▶ **Text segment**
In certain setups, where a firewall may be blocking ICMP responses, setting the MSS of TCP connections to MTU will eliminate the "black hole" connection issues. See http://lartc.org/howto/lartc.cookbook.mtu-mss.html for instructions to enable it on a Linux system.

IMPLEMENTATION NOTES

Note that while this server utilizes privilege separation and all authentication occurs on the security module, this does not apply for TLS client certificate authentication. That is due to TLS protocol limitation.

FILES

ocserv’s configuration file format
By default, if no other file is specified, ocserv looks for its configuration file at /etc/ocserv/ocserv.conf. An example configuration file follows.

# User authentication method. Could be set multiple times and in
# that case all should succeed. To enable multiple methods use
# multiple auth directives. Available options: certificate,
# plain, pam, radius, gssapi.
#
# Note that authentication methods cannot be changed with reload.

# certificate:
# This indicates that all connecting users must present a certificate.
#
# pam[gid-min=1000]:
# This enabled PAM authentication of the user. The gid-min option is used
# by auto-select-group option, in order to select the minimum valid group ID.
#
# plain[passwd=/etc/ocserv/ocpasswd,otp=/etc/ocserv/users.otp]
# The plain option requires specifying a password file which contains
# entries of the following format.
# "username:groupname1,groupname2:encoded-password"
# One entry must be listed per line, and ’ocpasswd’ should be used
# to generate password entries. The ’otp’ suboption allows to specify
# an oath password file to be used for one time passwords; the format of
# the file is described in https://code.google.com/p/mod-authn-otp/wiki/UsersFile
#
# radius[config=/etc/radiusclient/radiusclient.conf,groupconfig=true,nas-identifier=name]:
# The radius option requires specifying freeradius-client configuration
# file. If the groupconfig option is set, then config-per-user/group will be overriden,
# and all configuration will be read from radius. That also includes the
# Acct-Interim-Interval, and Session-Timeout values.
#
# The supported atributes for radius configuration are:
# Group-Name, Framed-IPv6-Address, Framed-IPv6-Prefix, DNS-Server-IPv6-Address,
# Framed-IP-Address, Framed-IP-Netmask, MS-Primary-DNS-Server, MS-Secondary-DNS-Server,
# Acct-Interim-Interval.
#
# gssapi[keytab=/etc/key.tab,require-local-user-map=false,tgt-freshness-time=900,gid-min=1000]
# The gssapi option allows to use authentication methods supported by GSSAPI,
# such as Kerberos tickets with ocserv. It should be best used as an alternative
# to PAM (i.e., have pam in auth and gssapi in enable-auth), to allow users with
# tickets and without tickets to login. The default value for require-local-user-map
# is true. The ’tgt-freshness-time’ if set, it would require the TGT tickets presented
# to have been issued within the provided number of seconds. That option is used to
# restrict logins even if the KDC provides long time TGT tickets.

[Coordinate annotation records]
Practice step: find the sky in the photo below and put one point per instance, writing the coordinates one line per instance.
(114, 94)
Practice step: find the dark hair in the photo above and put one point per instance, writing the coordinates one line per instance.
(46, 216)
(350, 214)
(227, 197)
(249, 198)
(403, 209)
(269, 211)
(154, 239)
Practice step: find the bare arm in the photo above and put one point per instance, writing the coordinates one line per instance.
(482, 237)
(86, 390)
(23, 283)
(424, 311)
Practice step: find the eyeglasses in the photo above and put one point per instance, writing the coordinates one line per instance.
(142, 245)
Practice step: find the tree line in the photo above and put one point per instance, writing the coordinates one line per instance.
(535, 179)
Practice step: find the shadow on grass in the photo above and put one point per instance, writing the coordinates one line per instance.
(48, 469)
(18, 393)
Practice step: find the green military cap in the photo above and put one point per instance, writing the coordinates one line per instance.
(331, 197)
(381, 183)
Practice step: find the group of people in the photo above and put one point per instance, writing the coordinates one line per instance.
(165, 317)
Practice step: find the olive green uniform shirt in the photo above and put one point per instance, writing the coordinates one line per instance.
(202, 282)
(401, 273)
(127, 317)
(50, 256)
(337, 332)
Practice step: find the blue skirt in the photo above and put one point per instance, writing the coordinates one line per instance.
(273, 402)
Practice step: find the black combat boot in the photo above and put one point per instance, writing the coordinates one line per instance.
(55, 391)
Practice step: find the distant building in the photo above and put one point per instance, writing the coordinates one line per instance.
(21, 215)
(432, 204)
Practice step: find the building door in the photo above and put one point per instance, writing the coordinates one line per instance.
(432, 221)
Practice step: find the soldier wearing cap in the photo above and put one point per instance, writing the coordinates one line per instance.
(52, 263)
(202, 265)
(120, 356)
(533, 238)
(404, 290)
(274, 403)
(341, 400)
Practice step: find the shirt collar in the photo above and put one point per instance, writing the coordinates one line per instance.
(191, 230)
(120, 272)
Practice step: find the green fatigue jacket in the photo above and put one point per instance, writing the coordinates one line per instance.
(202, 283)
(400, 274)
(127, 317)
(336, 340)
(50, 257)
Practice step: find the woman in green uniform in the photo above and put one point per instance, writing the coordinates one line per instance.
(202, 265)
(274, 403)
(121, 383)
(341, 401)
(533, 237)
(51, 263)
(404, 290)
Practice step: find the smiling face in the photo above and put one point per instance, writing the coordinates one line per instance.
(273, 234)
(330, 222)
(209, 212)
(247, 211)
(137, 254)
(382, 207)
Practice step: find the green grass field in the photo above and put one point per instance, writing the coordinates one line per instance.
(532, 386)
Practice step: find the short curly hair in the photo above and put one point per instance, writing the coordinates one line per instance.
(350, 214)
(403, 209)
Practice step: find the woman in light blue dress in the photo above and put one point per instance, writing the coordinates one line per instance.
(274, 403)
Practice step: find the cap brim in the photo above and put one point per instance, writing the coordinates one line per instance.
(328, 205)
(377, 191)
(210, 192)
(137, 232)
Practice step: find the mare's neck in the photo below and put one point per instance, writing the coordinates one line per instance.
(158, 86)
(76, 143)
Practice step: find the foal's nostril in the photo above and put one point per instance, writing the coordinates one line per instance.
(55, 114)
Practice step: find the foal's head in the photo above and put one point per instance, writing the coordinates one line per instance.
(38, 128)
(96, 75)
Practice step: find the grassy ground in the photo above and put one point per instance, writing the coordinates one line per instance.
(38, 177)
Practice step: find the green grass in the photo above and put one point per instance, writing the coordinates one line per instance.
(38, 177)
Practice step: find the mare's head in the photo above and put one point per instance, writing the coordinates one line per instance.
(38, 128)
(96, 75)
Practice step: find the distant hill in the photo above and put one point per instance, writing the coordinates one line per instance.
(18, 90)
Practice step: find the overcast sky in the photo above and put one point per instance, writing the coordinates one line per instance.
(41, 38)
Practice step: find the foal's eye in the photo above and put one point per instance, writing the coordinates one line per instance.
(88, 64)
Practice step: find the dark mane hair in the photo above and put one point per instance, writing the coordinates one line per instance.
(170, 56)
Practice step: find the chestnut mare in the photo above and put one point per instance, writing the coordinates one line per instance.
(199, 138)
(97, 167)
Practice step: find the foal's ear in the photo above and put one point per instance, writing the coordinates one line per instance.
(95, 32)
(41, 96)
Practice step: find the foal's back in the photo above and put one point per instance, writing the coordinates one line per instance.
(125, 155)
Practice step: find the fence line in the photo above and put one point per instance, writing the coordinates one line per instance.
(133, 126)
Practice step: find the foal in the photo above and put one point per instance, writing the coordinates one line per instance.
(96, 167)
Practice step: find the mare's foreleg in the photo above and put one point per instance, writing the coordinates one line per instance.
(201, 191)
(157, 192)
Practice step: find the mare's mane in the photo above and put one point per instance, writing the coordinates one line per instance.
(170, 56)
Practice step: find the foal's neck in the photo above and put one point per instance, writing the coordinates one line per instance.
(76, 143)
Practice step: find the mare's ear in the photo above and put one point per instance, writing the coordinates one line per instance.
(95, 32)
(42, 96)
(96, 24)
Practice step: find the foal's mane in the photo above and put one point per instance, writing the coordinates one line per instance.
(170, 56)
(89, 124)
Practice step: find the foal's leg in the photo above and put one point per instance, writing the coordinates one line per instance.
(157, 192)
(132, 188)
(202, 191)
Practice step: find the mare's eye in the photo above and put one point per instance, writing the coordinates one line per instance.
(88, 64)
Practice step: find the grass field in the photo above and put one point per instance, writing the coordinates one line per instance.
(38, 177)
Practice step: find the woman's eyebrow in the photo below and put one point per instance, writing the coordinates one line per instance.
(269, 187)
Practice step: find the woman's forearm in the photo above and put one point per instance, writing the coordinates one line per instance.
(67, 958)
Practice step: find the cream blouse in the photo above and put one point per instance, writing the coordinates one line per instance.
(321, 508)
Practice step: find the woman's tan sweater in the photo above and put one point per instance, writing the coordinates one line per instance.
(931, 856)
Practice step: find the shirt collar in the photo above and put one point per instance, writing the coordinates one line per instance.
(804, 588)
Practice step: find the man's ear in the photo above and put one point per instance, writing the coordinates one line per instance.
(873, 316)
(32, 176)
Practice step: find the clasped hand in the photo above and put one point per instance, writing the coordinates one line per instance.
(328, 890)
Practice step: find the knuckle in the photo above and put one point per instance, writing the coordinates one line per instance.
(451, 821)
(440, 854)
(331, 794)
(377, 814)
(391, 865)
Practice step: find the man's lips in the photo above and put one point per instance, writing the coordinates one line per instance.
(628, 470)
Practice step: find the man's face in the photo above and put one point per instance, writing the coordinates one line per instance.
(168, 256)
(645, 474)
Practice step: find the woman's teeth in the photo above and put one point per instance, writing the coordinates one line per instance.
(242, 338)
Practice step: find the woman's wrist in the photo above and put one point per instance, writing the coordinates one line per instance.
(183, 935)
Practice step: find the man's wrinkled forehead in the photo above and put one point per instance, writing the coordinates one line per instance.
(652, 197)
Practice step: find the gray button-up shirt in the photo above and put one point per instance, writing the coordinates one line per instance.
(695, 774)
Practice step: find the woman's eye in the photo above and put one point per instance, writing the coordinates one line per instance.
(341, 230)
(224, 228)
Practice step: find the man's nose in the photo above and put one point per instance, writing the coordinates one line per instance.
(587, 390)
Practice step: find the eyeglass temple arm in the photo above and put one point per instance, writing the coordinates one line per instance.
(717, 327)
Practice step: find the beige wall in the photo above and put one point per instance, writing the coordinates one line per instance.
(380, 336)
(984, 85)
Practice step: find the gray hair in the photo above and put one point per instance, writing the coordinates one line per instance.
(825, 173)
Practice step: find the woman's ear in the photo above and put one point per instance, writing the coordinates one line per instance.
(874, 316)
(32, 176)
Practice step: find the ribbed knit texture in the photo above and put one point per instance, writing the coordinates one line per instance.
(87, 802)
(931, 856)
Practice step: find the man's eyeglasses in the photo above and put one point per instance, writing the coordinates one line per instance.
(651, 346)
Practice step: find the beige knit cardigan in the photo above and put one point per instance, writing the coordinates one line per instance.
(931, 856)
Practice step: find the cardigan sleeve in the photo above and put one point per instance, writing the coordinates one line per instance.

▶ **Set of tasks**
A. Answer these questions using the ocserv documentation:
(i) At what path does ocserv look for its configuration file when no other file is specified?
(ii) Which kind of authentication does not take place on the security module?
(iii) What is the default value of require-local-user-map?
B. Extend the ocserv configuration text, beginning after its final sentence about restricting logins when the KDC provides long time TGT tickets.

▶ **Results by task**
A.
(i) /etc/ocserv/ocserv.conf
(ii) TLS client certificate authentication
(iii) true

B.
# The gid-min option is used by auto-select-group option, in order to select the minimum
# valid group ID.

#auth = "certificate"
#auth = "pam"
#auth = "pam[gid-min=1000]"
#auth = "plain[passwd=/etc/ocserv/ocpasswd]"
#auth = "radius[config=/etc/radiusclient/radiusclient.conf,groupconfig=true]"

# Specify alternative authentication methods that are sufficient
# for authentication. That is, if set, any of the methods enabled
# will be sufficient to login.
#enable-auth = "certificate"
#enable-auth = "gssapi"
#enable-auth = "gssapi[keytab=/etc/key.tab,require-local-user-map=true,tgt-freshness-time=900]"

# Accounting methods available:
# radius: can be combined with any authentication method, it provides
# radius accounting to available users (see also stats-report-time).
#
# pam: can be combined with any authentication method, it provides
# a validation of the connecting user’s name using PAM. It is
# superfluous to use this method when authentication is already
# PAM.
#
# Only one accounting method can be specified.
#acct = "radius[config=/etc/radiusclient/radiusclient.conf]"

# Use listen-host to limit to specific IPs or to the IPs of a provided
# hostname.
#listen-host = [IP|HOSTNAME]

# TCP and UDP port number
tcp-port = 4443
udp-port = 4443

# Accept connections using a socket file. It accepts HTTP
# connections (i.e., without SSL/TLS unlike its TCP counterpart),
# and uses it as the primary channel. That option cannot be
# combined with certificate authentication.
#listen-clear-file = /var/run/ocserv-conn.socket

# The user the worker processes will be run as. It should be
# unique (no other services run as this user).
run-as-user = nobody
run-as-group = nogroup

# The default server directory. Does not require any devices present.
#chroot-dir = /path/to/chroot

# socket file used for IPC with occtl. You only need to set that,
# if you use more than a single servers.
#occtl-socket-file = /var/run/occtl.socket

# socket file used for server IPC (worker - sec-mod), will be appended with .PID
# It must be accessible within the chroot environment (if any), so it is best
# specified relatively to the chroot directory.
socket-file = /var/run/ocserv-socket

# The key and the certificates of the server
# The key may be a file, or any URL supported by GnuTLS (e.g.,
# tpmkey:uuid=xxxxxxx-xxxx-xxxx-xxxx-xxxxxxxx;storage=user
# or pkcs11:object=my-vpn-key;object-type=private)
#
# The server-cert file may contain a single certificate, or
# a sorted certificate chain.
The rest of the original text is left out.